Document extract:
Then one Wednesday evening in August, he came home from work as usual. His daughter and I were going out for the evening so Mark and Kay decided to get a takeaway. He’d been lying on the settee when he got up to get the telephone and order their food. All of a sudden he collapsed. Kay couldn’t bring him round or get him up off the floor, and he was so out of it he wet himself. Luckily he had the phone in his hand and so Kay dialled 999 straight away. The first response team came very quickly and Mark started to come round. He kept saying he was fine but they disagreed and told him that an ambulance was on the way. He was quite reluctant to go into hospital. They said to him that a big fit man doesn’t just faint so there had to be a reason. They managed to convince him to go and he was taken to St George's Hospital in Tooting for a few tests and they seemed sure he’d be home by the evening.
"He urgently needed to find a donor. I was his only sibling but unfortunately I wasn’t a match. But the Anthony Nolan website found one quickly and the transplant was planned for January"
En route, one of the paramedics asked if Mark had been abroad recently and he told him about the trip to Kenya. They immediately started checking for anything he may have picked up whilst there. They ran tests overnight and in the morning we got the bombshell none of us were expecting - he had AML. They said he would need a bone marrow transplant as, by this time he had it a few months and it was very advanced. From that day on he never properly came home. He urgently needed to find a donor. I was his only sibling but unfortunately I wasn’t a match. But the Anthony Nolan website found one quickly and the transplant was planned for January. He had six strong rounds of chemotherapy to get him in remission. He was allowed home for Christmas Day and Boxing Day and then returned to hospital.
He had his transplant the second week of January 2011. It went well but he suffered awfully as it made him very poorly. Despite this, he never complained. The doctors were very happy that his body wasn’t rejecting the new stem cells and he was discharged on a Tuesday in the first week of March. He had two outpatient appointments in the following days, both of which he attended and was told he was progressing as hoped.
Then on the Friday I called after work to speak to him and my sister-in-law said that she had just got home from work and that he wasn’t very well. He couldn’t get warm even though he had the heating on, was wearing pyjamas, a dressing gown and had a quilt over him. He went to bed to see if he could get a bit more comfortable. I called back the next morning but overnight he’d been quite poorly and was going to the toilet a lot. So Kay called the ward at St George’s and they said they sent an ambulance. He was admitted to a different ward as the one he’d been on before had shut down temporality due to a bug in the sinks. He was put on a drip as they suspected he had a urine infection. He had a temperature but he seemed to perk up and by Saturday afternoon he seemed more his old self. I was due to go and visit the following day.
I got to the ward at 1pm. Our cousins had come to see Mark too but they told me they weren’t allowed into the room as he wasn’t very well. I’d spoken to him that morning and asked if he wanted me to bring anything in to eat or drink and he sounded fine. So I knocked on the door and the consultant came out. When I told her I was his sister, she agreed to let me in. He looked dreadful. He was very disorientated, very distressed, was sweating and didn’t really know what was going on. She told me they weren’t sure what was happening and that they were struggling to stabilise him. They told me to call his wife and two children and tell them to come immediately.

Input data:
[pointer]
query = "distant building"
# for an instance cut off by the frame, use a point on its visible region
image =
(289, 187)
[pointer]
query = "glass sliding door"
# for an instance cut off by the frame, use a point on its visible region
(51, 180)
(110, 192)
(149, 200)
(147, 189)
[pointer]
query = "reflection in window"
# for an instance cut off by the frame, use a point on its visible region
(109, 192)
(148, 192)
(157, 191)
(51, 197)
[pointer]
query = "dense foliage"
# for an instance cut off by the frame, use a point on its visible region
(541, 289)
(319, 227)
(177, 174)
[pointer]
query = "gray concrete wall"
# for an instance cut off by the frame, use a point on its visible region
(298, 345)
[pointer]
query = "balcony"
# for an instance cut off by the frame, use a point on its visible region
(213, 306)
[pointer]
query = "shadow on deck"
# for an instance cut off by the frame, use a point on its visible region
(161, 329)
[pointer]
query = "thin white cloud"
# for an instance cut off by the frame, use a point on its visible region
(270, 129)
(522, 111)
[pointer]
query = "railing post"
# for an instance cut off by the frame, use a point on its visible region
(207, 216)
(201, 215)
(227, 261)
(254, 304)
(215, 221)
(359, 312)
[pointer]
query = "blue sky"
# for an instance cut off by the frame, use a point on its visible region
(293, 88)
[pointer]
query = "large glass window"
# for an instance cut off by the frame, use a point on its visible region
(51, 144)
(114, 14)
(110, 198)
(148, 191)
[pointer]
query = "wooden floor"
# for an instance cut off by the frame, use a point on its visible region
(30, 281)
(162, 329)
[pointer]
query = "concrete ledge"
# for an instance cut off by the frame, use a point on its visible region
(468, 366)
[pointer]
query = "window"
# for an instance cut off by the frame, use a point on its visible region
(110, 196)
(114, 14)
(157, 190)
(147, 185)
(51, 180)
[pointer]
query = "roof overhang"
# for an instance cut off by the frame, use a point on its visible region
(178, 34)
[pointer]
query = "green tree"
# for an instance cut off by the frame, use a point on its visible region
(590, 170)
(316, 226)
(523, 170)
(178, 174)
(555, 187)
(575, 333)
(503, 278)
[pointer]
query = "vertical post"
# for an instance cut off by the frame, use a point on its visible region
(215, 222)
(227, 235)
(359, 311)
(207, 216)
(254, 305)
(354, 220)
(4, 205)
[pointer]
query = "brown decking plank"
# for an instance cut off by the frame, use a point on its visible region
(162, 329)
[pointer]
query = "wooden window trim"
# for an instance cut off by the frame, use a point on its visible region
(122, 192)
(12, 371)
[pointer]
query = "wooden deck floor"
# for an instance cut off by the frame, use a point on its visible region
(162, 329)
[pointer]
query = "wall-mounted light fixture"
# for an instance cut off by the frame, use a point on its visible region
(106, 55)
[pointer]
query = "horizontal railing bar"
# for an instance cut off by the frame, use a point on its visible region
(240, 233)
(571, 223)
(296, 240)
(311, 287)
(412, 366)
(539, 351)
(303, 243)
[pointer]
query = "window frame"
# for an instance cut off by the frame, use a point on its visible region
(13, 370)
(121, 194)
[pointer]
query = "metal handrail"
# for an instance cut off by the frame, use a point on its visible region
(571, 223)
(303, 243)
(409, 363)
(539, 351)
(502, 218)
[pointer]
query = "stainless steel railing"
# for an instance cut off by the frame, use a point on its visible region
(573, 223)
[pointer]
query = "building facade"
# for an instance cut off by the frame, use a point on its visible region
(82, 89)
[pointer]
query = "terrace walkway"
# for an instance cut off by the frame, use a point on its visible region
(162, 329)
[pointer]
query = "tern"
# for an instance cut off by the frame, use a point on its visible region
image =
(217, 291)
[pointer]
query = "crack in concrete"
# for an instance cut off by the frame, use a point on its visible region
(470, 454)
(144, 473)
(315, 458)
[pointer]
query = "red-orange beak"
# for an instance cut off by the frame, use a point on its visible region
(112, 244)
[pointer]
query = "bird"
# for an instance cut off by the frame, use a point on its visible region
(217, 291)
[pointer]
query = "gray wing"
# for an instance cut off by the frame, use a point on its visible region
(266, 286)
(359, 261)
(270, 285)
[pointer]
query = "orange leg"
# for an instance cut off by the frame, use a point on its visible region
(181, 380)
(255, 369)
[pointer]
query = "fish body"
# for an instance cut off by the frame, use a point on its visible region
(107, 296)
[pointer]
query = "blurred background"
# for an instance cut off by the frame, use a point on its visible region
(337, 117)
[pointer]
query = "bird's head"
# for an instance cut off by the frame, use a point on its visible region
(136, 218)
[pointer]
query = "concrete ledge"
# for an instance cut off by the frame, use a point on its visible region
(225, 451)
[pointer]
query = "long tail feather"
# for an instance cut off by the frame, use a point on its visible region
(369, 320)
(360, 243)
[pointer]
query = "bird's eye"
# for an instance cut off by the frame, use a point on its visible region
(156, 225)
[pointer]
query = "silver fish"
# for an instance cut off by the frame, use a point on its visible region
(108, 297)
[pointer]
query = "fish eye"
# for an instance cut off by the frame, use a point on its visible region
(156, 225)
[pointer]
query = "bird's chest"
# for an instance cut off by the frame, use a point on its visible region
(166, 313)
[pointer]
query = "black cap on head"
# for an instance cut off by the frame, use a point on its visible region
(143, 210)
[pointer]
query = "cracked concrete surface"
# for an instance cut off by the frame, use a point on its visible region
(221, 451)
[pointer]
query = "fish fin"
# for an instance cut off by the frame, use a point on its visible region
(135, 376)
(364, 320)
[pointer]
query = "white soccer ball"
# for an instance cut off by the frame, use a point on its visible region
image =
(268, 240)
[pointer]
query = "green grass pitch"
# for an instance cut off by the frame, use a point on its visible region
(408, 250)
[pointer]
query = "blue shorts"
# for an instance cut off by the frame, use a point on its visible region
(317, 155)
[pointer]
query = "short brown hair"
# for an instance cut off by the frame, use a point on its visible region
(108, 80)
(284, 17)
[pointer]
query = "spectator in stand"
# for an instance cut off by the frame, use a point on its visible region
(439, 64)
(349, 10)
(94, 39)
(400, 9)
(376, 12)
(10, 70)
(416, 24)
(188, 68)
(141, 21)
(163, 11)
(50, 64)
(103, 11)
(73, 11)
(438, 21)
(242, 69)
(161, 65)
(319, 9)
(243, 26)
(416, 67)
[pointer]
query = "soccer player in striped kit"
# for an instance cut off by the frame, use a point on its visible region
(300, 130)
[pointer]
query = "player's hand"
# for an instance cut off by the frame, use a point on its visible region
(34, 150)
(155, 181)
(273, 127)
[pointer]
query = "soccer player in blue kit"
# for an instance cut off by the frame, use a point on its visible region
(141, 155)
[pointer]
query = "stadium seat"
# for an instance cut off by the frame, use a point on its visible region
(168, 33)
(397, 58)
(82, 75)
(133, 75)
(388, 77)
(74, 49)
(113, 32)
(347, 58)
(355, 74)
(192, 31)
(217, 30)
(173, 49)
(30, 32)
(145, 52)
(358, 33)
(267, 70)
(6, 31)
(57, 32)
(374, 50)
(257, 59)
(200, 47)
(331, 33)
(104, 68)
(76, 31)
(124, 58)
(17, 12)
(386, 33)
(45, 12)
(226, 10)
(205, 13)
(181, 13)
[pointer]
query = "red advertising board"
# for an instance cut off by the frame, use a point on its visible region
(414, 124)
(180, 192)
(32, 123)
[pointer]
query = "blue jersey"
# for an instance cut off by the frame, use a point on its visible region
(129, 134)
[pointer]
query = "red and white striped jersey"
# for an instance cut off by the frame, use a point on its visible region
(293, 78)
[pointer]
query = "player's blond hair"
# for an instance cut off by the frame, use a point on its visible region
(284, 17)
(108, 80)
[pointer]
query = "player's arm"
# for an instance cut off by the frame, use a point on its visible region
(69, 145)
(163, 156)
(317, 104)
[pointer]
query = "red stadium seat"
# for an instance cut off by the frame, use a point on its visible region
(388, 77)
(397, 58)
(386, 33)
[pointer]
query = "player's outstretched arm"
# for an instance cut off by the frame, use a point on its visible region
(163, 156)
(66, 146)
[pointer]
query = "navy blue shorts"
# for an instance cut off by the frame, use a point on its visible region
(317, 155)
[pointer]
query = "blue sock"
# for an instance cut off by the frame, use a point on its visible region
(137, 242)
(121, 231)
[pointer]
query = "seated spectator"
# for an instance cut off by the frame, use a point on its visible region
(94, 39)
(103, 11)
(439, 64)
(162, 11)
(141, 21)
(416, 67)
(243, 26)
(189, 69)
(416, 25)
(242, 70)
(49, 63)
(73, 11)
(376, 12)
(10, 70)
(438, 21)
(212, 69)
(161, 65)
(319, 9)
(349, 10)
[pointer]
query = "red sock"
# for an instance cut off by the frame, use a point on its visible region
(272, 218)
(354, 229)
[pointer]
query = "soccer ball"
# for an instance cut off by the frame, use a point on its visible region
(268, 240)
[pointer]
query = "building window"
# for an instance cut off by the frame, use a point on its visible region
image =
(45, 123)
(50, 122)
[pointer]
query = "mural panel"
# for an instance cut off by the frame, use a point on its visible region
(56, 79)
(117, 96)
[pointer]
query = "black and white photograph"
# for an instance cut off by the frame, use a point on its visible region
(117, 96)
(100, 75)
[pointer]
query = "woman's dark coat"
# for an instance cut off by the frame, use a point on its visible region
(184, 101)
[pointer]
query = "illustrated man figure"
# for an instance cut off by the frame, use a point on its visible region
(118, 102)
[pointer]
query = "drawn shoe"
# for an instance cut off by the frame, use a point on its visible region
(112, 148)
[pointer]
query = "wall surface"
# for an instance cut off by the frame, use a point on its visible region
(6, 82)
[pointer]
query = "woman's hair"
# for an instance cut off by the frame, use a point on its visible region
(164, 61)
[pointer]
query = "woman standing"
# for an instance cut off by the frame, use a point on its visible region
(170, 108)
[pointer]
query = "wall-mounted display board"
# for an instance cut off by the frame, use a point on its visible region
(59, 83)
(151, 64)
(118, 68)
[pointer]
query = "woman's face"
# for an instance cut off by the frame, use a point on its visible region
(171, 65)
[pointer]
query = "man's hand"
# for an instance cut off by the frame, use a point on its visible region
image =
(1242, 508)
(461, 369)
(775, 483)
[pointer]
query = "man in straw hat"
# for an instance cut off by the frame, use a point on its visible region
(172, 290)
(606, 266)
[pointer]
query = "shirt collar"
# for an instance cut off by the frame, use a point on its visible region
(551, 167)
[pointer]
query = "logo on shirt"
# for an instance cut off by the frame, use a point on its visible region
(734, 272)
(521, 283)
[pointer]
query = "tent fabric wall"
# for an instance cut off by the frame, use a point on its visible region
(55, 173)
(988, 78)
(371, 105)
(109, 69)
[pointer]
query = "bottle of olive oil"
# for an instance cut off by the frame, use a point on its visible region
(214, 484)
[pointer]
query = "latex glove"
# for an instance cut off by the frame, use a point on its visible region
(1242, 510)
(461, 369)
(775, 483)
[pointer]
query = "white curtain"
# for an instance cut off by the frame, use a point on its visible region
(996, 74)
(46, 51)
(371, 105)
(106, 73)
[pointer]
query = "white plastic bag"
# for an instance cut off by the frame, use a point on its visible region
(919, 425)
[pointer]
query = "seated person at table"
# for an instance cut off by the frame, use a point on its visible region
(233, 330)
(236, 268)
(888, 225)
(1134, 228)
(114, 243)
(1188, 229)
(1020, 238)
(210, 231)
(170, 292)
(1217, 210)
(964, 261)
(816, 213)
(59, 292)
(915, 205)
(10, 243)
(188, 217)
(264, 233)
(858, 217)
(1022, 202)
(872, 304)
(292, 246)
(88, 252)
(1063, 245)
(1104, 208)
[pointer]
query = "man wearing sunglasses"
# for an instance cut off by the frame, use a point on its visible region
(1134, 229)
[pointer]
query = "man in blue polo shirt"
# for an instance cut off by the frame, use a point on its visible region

Task prompt: Transcribe the part of the account of Mark's illness between "I got to the" and "to come immediately.", inclusive.

The completed task:
I got to the ward at 1pm. Our cousins had come to see Mark too but they told me they weren’t allowed into the room as he wasn’t very well. I’d spoken to him that morning and asked if he wanted me to bring anything in to eat or drink and he sounded fine. So I knocked on the door and the consultant came out. When I told her I was his sister, she agreed to let me in. He looked dreadful. He was very disorientated, very distressed, was sweating and didn’t really know what was going on. She told me they weren’t sure what was happening and that they were struggling to stabilise him. They told me to call his wife and two children and tell them to come immediately.